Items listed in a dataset
⁂

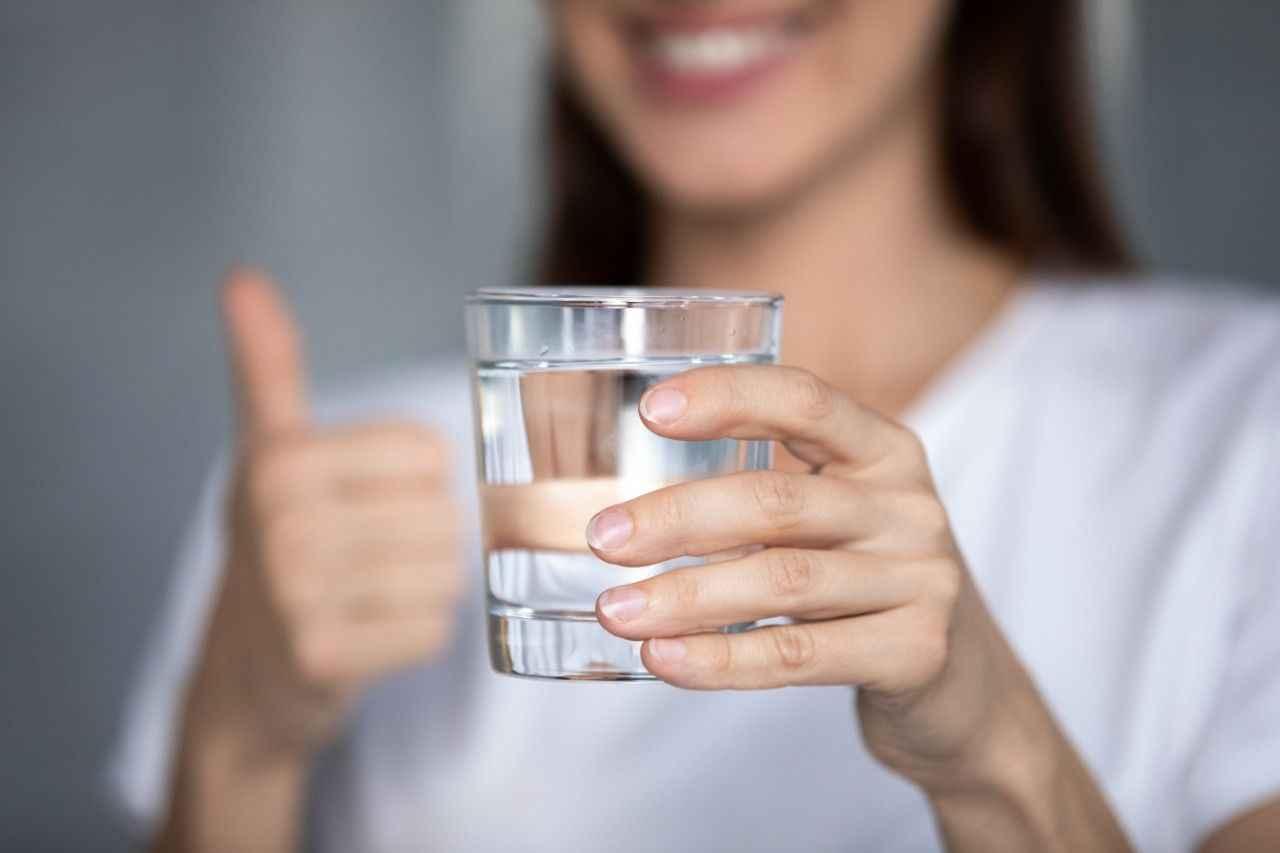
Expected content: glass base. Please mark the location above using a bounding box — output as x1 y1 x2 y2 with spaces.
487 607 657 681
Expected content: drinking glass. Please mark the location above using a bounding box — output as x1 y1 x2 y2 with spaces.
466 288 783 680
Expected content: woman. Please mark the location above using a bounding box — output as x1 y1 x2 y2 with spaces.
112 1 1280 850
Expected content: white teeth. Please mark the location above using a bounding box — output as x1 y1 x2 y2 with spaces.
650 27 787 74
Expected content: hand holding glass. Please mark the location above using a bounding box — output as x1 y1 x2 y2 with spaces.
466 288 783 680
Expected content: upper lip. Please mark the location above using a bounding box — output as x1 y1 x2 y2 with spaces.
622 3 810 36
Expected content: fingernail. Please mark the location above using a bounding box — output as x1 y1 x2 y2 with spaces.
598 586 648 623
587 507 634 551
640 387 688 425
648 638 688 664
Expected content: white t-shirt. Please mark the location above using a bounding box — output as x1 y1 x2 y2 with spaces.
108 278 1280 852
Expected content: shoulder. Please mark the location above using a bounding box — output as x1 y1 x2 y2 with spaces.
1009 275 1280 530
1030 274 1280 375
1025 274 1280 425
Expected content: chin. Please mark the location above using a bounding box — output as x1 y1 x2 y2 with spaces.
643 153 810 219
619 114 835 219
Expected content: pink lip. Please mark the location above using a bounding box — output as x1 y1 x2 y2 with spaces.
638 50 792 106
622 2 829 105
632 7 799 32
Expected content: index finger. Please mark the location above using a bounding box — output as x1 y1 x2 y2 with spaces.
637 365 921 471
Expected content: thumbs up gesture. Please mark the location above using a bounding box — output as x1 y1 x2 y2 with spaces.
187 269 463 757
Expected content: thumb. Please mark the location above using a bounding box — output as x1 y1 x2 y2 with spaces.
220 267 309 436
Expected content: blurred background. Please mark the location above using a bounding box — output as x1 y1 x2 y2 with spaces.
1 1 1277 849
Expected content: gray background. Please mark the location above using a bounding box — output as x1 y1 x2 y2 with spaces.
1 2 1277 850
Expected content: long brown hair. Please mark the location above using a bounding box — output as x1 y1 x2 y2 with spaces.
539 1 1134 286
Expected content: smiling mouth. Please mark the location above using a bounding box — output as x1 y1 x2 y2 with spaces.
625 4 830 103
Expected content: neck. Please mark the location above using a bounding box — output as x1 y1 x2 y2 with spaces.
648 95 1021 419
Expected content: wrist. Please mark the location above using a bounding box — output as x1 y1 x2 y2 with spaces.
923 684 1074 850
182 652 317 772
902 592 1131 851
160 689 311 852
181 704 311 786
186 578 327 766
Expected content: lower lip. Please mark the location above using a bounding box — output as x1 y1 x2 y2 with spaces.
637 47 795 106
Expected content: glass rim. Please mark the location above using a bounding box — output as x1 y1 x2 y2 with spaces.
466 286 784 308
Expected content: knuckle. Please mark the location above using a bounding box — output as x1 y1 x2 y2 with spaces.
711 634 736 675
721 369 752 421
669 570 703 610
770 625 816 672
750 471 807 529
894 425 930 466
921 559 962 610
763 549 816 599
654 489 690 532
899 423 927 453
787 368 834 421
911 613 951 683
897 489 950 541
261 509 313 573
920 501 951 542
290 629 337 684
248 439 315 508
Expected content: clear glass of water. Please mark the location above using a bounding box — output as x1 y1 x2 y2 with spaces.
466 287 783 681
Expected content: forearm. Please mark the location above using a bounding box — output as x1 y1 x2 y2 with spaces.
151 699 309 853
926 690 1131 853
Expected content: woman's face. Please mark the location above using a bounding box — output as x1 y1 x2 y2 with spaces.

⁂

Action item: So that the copy stays exact, reproduce each record word for word and leave its images out.

Result:
Expected content: glass base. Please mark the location above using a bounding box — output as x1 y1 x2 y2 with spaces.
487 607 657 681
Expected content: drinking glass. Please mark the location above using a bounding box — output as x1 y1 x2 y2 with spaces.
466 288 783 680
Expected content: woman. Please mark the location above using a bounding box — output as x1 y1 x2 y2 with spaces.
112 1 1280 850
Expected content: white teeth. Please mark the location above using a bounding box — output as x1 y1 x2 y2 with spaces.
650 27 787 74
Expected content: hand holding glass. Please mark the location above using a bounding box — output as x1 y1 x2 y2 with spaces.
466 288 783 680
Expected content: upper lip. Please mark the location above using a bounding box — output as x1 y1 x2 y2 with spaces.
622 3 810 36
Expected content: fingernail. Please mark the location above using a bounding box — output as x1 y1 x2 y2 with spaces.
598 586 648 623
587 507 634 551
640 387 688 425
648 638 688 664
Expected content: white t-shirt. Please mark the location above using a bounding box — output as x1 y1 x2 y2 with spaces.
108 278 1280 852
Expected content: shoulder. Please mark the location above using a bounding box — output as x1 y1 x2 y2 with spaces.
1009 275 1280 530
1030 274 1280 375
1025 274 1280 425
Expected content: chin. Please mark the location above using a bounding box — output as x1 y1 x2 y2 with spaces.
643 153 810 219
619 114 835 219
Expected content: pink lip. Please mark the location above using a bounding box — output as x1 y1 x2 y2 with spaces.
638 50 792 106
622 2 829 105
632 7 799 32
Expected content: index finger. Please mark the location above using a bounding box — output as x1 y1 x2 y2 with spaces.
637 365 921 471
Expected content: thumbs up gesture. Please mark the location above using a bounding box — output as x1 y1 x2 y2 with spaces.
187 269 463 757
Expected content: thumb. Please mark the location above using a bounding box — output as x1 y1 x2 y2 with spaces.
220 267 309 436
Expected content: blurred background. Please mark the location above using a bounding box — output as x1 y1 x2 y2 with spaces.
1 1 1277 849
Expected content: gray background. Please mark the location above using a bounding box — output as x1 y1 x2 y2 with spaces.
1 2 1277 850
Expected content: long brown hair. Please mark the location above using a bounding box — output as x1 y1 x2 y2 with spaces.
539 1 1134 286
Expected content: smiling mouth. Please mark the location above using a bounding box — output as x1 y1 x2 y2 with spaces.
625 4 830 103
Expected content: neck. Please mark the location above using a bounding box — output as x1 y1 x2 y2 with spaces.
648 95 1021 419
Expected content: wrist. Please mark the location above using a bounding box — output as x1 y1 x2 y2 with spaces.
923 684 1074 850
182 652 317 772
902 592 1131 851
160 689 311 852
181 704 311 786
186 578 327 766
Expected content: lower lip. Please mark the location above using a bounding box — output as x1 y1 x2 y2 with spaces.
637 47 795 106
Expected content: glass rim. Please mark the location above using a bounding box — output as x1 y1 x2 y2 with spaces.
466 286 784 308
Expected content: knuckle. Please mark the location above using a bounding box — output as x1 y1 x2 y2 with spaces.
711 634 736 675
721 369 752 421
669 570 703 610
770 625 816 672
750 471 807 529
894 425 930 466
921 559 962 610
763 549 816 599
654 489 690 532
899 423 927 453
787 368 834 421
911 613 951 683
897 489 950 541
261 509 313 573
920 501 951 542
290 629 337 684
248 439 315 508
Expected content: clear glass of water. Please mark the location above using a bounding box — output as x1 y1 x2 y2 with spaces.
466 287 783 681
Expected content: forearm. Please mark the location above using a bounding box — output as x1 y1 x2 y2 with spaces.
151 699 309 853
926 690 1131 853
Expected content: woman's face. Please mark the location above using a bounding box — output as x1 y1 x2 y2 with spaces.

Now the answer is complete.